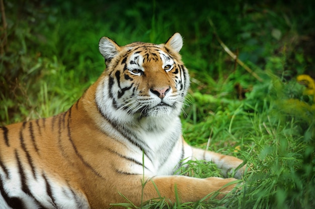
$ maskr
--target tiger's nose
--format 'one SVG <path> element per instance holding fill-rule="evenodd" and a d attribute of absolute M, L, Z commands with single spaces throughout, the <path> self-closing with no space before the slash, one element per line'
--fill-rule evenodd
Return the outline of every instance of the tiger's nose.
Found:
<path fill-rule="evenodd" d="M 165 88 L 150 88 L 150 91 L 154 93 L 161 98 L 165 97 L 165 95 L 168 92 L 171 90 L 171 86 L 168 86 Z"/>

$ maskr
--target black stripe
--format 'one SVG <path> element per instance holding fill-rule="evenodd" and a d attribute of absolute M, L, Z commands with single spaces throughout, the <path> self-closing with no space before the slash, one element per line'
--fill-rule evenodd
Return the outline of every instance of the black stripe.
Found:
<path fill-rule="evenodd" d="M 80 99 L 81 99 L 81 98 L 80 98 L 76 102 L 75 102 L 75 109 L 76 110 L 77 110 L 78 109 L 78 102 L 80 100 Z"/>
<path fill-rule="evenodd" d="M 39 120 L 37 119 L 35 121 L 35 123 L 36 123 L 36 126 L 37 126 L 37 128 L 38 129 L 38 132 L 39 132 L 39 134 L 42 135 L 42 131 L 41 127 L 39 125 Z"/>
<path fill-rule="evenodd" d="M 82 155 L 81 155 L 81 154 L 77 151 L 77 149 L 76 148 L 76 147 L 75 146 L 75 145 L 73 142 L 72 137 L 71 137 L 71 128 L 70 127 L 70 124 L 71 123 L 71 108 L 72 107 L 70 108 L 68 111 L 68 115 L 67 124 L 67 129 L 68 130 L 68 139 L 69 139 L 69 141 L 70 141 L 70 142 L 71 142 L 71 144 L 72 145 L 72 148 L 73 148 L 73 150 L 75 152 L 75 154 L 78 157 L 79 159 L 81 160 L 83 164 L 88 168 L 89 168 L 95 175 L 104 179 L 104 177 L 99 172 L 98 172 L 89 163 L 88 163 L 84 160 Z"/>
<path fill-rule="evenodd" d="M 8 133 L 9 132 L 9 130 L 8 128 L 6 127 L 0 127 L 0 129 L 2 129 L 4 132 L 4 138 L 5 139 L 5 142 L 6 142 L 6 144 L 7 146 L 10 147 L 10 145 L 9 144 L 9 138 L 8 137 Z"/>
<path fill-rule="evenodd" d="M 107 117 L 105 114 L 103 114 L 102 111 L 100 108 L 100 106 L 99 106 L 97 101 L 96 101 L 96 106 L 97 107 L 98 110 L 99 111 L 99 113 L 102 115 L 102 116 L 107 120 L 109 124 L 111 125 L 113 129 L 115 129 L 119 132 L 122 135 L 123 135 L 126 139 L 128 140 L 131 144 L 133 145 L 138 147 L 140 150 L 142 152 L 142 150 L 144 152 L 144 155 L 147 157 L 147 158 L 150 160 L 151 162 L 153 162 L 152 159 L 148 156 L 146 150 L 149 149 L 149 148 L 148 147 L 146 147 L 146 149 L 145 149 L 142 146 L 141 146 L 139 143 L 137 142 L 137 141 L 139 141 L 139 140 L 137 139 L 136 136 L 135 134 L 132 133 L 132 132 L 128 131 L 127 130 L 124 129 L 121 125 L 118 124 L 114 121 L 112 121 Z M 135 139 L 134 140 L 132 139 Z"/>
<path fill-rule="evenodd" d="M 108 148 L 107 150 L 109 151 L 109 152 L 112 153 L 114 153 L 114 154 L 115 154 L 117 155 L 120 157 L 121 157 L 121 158 L 124 158 L 124 159 L 125 159 L 126 160 L 129 160 L 130 161 L 131 161 L 133 163 L 135 163 L 136 164 L 141 165 L 141 166 L 143 166 L 143 164 L 142 163 L 141 163 L 141 162 L 136 160 L 135 159 L 134 159 L 133 158 L 128 157 L 125 156 L 124 155 L 122 155 L 121 154 L 118 153 L 118 152 L 116 152 L 116 151 L 115 151 L 114 150 L 111 150 L 109 148 Z M 149 170 L 149 169 L 148 168 L 147 168 L 146 167 L 145 167 L 145 166 L 144 167 L 147 170 Z"/>
<path fill-rule="evenodd" d="M 53 116 L 51 120 L 51 131 L 53 131 L 55 127 L 55 122 L 56 121 L 56 116 Z"/>
<path fill-rule="evenodd" d="M 19 197 L 11 197 L 5 190 L 4 186 L 2 183 L 2 179 L 0 179 L 0 195 L 3 197 L 8 205 L 13 208 L 26 208 L 23 204 L 23 201 Z"/>
<path fill-rule="evenodd" d="M 1 159 L 1 155 L 0 155 L 0 167 L 2 168 L 2 169 L 5 171 L 5 173 L 6 174 L 6 177 L 7 178 L 9 178 L 9 171 L 6 167 L 5 164 L 4 164 L 3 162 L 2 161 L 2 159 Z"/>
<path fill-rule="evenodd" d="M 43 120 L 43 126 L 44 127 L 44 129 L 45 129 L 45 123 L 46 123 L 46 119 L 45 118 L 43 118 L 42 119 Z"/>
<path fill-rule="evenodd" d="M 58 120 L 58 145 L 59 145 L 61 154 L 63 157 L 64 157 L 66 159 L 68 159 L 68 156 L 65 153 L 65 151 L 64 151 L 62 144 L 61 143 L 61 124 L 63 124 L 63 129 L 64 129 L 64 120 L 66 113 L 67 112 L 63 113 L 63 117 L 62 118 L 59 117 L 59 120 Z"/>
<path fill-rule="evenodd" d="M 37 145 L 36 145 L 36 142 L 35 142 L 35 138 L 34 136 L 34 130 L 33 129 L 33 124 L 32 122 L 30 122 L 29 123 L 29 130 L 30 131 L 30 135 L 31 136 L 31 139 L 32 140 L 32 142 L 33 142 L 33 145 L 34 145 L 34 147 L 36 151 L 36 152 L 38 152 L 38 148 L 37 148 Z"/>
<path fill-rule="evenodd" d="M 116 172 L 120 174 L 124 174 L 124 175 L 142 175 L 142 174 L 140 174 L 139 173 L 128 173 L 127 172 L 122 171 L 117 169 L 116 170 Z"/>
<path fill-rule="evenodd" d="M 48 195 L 49 197 L 50 197 L 50 199 L 51 199 L 51 201 L 52 201 L 52 203 L 53 205 L 53 206 L 55 208 L 57 208 L 57 204 L 56 204 L 55 202 L 56 199 L 55 199 L 55 198 L 53 196 L 53 195 L 52 194 L 52 191 L 51 190 L 51 186 L 50 185 L 50 184 L 49 184 L 49 182 L 48 182 L 48 180 L 47 180 L 46 177 L 46 175 L 45 175 L 45 174 L 43 173 L 42 176 L 43 176 L 43 178 L 44 178 L 44 180 L 45 180 L 45 183 L 46 184 L 46 191 L 47 192 L 47 194 Z"/>
<path fill-rule="evenodd" d="M 37 177 L 35 174 L 35 167 L 34 166 L 34 165 L 33 164 L 32 158 L 31 157 L 31 156 L 30 155 L 30 153 L 29 153 L 28 151 L 26 149 L 26 146 L 25 146 L 25 143 L 24 143 L 24 139 L 23 138 L 23 130 L 25 128 L 26 124 L 26 122 L 24 122 L 22 128 L 20 130 L 20 141 L 21 142 L 21 146 L 22 147 L 22 149 L 25 153 L 29 164 L 30 165 L 31 168 L 32 168 L 33 175 L 34 176 L 34 177 L 35 179 L 36 179 Z"/>
<path fill-rule="evenodd" d="M 28 194 L 29 196 L 31 197 L 34 201 L 36 202 L 36 204 L 40 207 L 40 208 L 44 208 L 44 206 L 43 206 L 40 202 L 36 199 L 36 198 L 34 196 L 31 190 L 27 185 L 27 177 L 25 175 L 25 173 L 24 173 L 24 170 L 23 169 L 23 165 L 21 162 L 21 160 L 20 159 L 20 157 L 19 157 L 19 154 L 18 154 L 18 151 L 17 150 L 15 150 L 15 157 L 16 158 L 17 161 L 18 162 L 18 167 L 19 168 L 19 173 L 20 173 L 20 175 L 21 176 L 21 184 L 22 184 L 22 190 L 23 191 L 24 193 Z"/>

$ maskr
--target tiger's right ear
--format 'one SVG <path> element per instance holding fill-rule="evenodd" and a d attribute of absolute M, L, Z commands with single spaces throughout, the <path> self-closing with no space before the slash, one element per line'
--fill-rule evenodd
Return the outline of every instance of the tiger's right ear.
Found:
<path fill-rule="evenodd" d="M 105 59 L 105 63 L 110 61 L 121 50 L 121 48 L 112 39 L 102 37 L 99 43 L 100 52 Z"/>

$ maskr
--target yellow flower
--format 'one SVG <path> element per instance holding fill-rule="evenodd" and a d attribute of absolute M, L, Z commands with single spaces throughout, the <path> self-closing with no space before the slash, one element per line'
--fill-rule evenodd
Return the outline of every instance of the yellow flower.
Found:
<path fill-rule="evenodd" d="M 298 75 L 296 80 L 306 87 L 303 94 L 313 95 L 313 99 L 315 101 L 315 81 L 308 75 Z"/>

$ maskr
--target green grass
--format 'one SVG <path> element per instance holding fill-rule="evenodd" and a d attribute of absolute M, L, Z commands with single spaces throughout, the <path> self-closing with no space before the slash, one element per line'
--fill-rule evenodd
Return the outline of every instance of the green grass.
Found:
● ● ● ● ●
REQUEST: Please reproduce the stretch of the records from their start through the line containing "165 88 L 150", both ends included, and leave out the pictures. In the answers, multiply every coordinate by 1.95 and round it to a whole number, with halves rounded up.

TASK RESPONSE:
$ maskr
--target tiger's nose
--format 'one SVG <path> element per instance holding fill-rule="evenodd" and a d attribute of absolute M, L, Z commands with single spaces throughout, the <path> self-closing with no space before the slash, one element per line'
--fill-rule evenodd
Return the outline of every instance of the tiger's nose.
Found:
<path fill-rule="evenodd" d="M 322 172 L 293 172 L 293 177 L 300 181 L 314 191 L 322 189 L 322 185 L 328 179 L 333 176 L 333 168 L 328 168 Z"/>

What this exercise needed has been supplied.